Location annotation dataset excerpts

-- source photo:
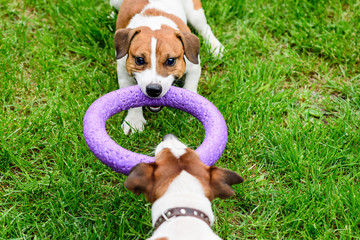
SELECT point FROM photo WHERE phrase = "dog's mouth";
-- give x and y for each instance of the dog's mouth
(155, 109)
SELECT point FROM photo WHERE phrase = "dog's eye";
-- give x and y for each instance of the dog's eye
(139, 61)
(170, 62)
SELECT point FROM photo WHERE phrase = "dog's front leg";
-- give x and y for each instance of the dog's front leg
(192, 75)
(134, 120)
(196, 16)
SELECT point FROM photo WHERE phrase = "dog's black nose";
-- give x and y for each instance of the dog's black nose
(153, 90)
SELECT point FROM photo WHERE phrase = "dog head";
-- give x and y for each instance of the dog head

- AIM
Rewrite all of the material above with "give x and y" changed to "report the coordinates" wherever it appears and everything else unchanged. Leave the pictures out of your version.

- COMPLETE OUTPUT
-- source photo:
SELECT point FROM photo WHERE phrase = "dog's mouth";
-- report the coordinates for each instance of the dog's mouth
(155, 109)
SELECT point FROM photo WHERE phrase = "dog's eye";
-- report the coordinates for each instance of the dog's eye
(139, 61)
(170, 62)
SELECT point FROM photo WHERE phrase = "dog's front leg";
-- report the coordinates for each instance of the dog's front leg
(192, 75)
(134, 120)
(196, 16)
SELECT point FROM photo WHERE phrase = "dog's black nose";
-- report the coordinates for each instance of the dog's black nose
(153, 90)
SELECT point FROM photo WHERE phrase = "dog head";
-- report the coordinates for each instance of the dog head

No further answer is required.